### SUPPLIED DATA

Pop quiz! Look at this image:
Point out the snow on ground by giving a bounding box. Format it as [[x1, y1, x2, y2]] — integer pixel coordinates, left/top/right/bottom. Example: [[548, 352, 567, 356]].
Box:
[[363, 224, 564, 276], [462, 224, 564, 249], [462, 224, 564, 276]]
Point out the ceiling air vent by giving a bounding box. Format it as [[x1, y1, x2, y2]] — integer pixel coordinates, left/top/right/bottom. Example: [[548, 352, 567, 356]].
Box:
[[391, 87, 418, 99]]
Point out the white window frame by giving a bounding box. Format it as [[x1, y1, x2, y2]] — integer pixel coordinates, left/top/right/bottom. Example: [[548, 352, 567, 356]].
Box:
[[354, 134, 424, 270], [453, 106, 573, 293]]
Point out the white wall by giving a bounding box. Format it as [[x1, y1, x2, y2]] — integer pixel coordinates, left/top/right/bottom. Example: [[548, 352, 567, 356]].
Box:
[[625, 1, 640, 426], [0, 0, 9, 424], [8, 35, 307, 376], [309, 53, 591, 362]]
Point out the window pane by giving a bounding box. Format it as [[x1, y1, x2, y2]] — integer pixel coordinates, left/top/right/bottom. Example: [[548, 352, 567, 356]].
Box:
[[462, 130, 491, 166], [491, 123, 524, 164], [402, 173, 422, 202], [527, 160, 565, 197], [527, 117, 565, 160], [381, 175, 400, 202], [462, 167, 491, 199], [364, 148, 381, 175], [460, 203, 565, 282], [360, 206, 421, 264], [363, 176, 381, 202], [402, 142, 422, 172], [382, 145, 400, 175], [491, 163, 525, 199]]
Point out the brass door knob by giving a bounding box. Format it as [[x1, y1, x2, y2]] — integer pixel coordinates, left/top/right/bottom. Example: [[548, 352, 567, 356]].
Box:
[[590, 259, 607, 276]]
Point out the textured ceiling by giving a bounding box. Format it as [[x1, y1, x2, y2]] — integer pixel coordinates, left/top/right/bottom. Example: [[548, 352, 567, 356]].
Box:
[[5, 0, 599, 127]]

### TASK OBJECTIVE
Copy out every line of the material above, word for word and in the same order.

### EXPECTED ANSWER
Pop quiz! Look at this image:
Point out the snow on ground by giving a bounding box. Format it as [[x1, y1, x2, y2]] — integer pixel coordinates, left/top/right/bottom. Example: [[548, 352, 567, 356]].
Box:
[[363, 224, 564, 276], [462, 224, 564, 249], [462, 224, 564, 276]]
Point out the ceiling air vent by giving a bounding box. Format it as [[x1, y1, x2, y2]] — integer pixel coordinates, left/top/right/bottom. Example: [[548, 352, 567, 356]].
Box:
[[391, 87, 418, 99]]
Point out the white window frame by giving a bounding box. Format it as [[x1, y1, x2, y2]] — integer pixel coordinates, left/top/right/bottom. Example: [[548, 352, 567, 356]].
Box:
[[354, 134, 424, 270], [453, 106, 573, 293]]
Point out the white wall by giving a bounding box. Format it as [[x1, y1, x2, y2]] — integer pixel coordinates, left/top/right/bottom. Example: [[548, 352, 567, 356]].
Box:
[[625, 1, 640, 426], [0, 0, 9, 424], [8, 35, 307, 376], [309, 53, 591, 362]]
Point out the window pane by giving a bounding box. Format it as [[x1, y1, x2, y2]] — integer pixel coordinates, left/top/right/bottom. Example: [[548, 352, 567, 356]].
Box:
[[462, 130, 491, 166], [491, 123, 524, 164], [402, 173, 422, 202], [527, 160, 565, 197], [527, 117, 565, 160], [381, 175, 400, 202], [462, 167, 491, 199], [364, 148, 381, 175], [460, 203, 565, 282], [360, 206, 421, 264], [363, 176, 381, 202], [402, 142, 422, 172], [382, 145, 400, 175], [491, 163, 525, 199]]
Point out the brass door knob by giving a bounding box. Format it as [[x1, y1, x2, y2]] — integer pixel coordinates, left/top/right/bottom. Example: [[548, 352, 567, 356]].
Box:
[[590, 259, 607, 276]]
Point out the textured ceiling by giving a bounding box. Format it as [[x1, y1, x2, y2]] — integer pixel coordinates, left/top/right/bottom. Example: [[548, 352, 567, 356]].
Box:
[[5, 0, 599, 127]]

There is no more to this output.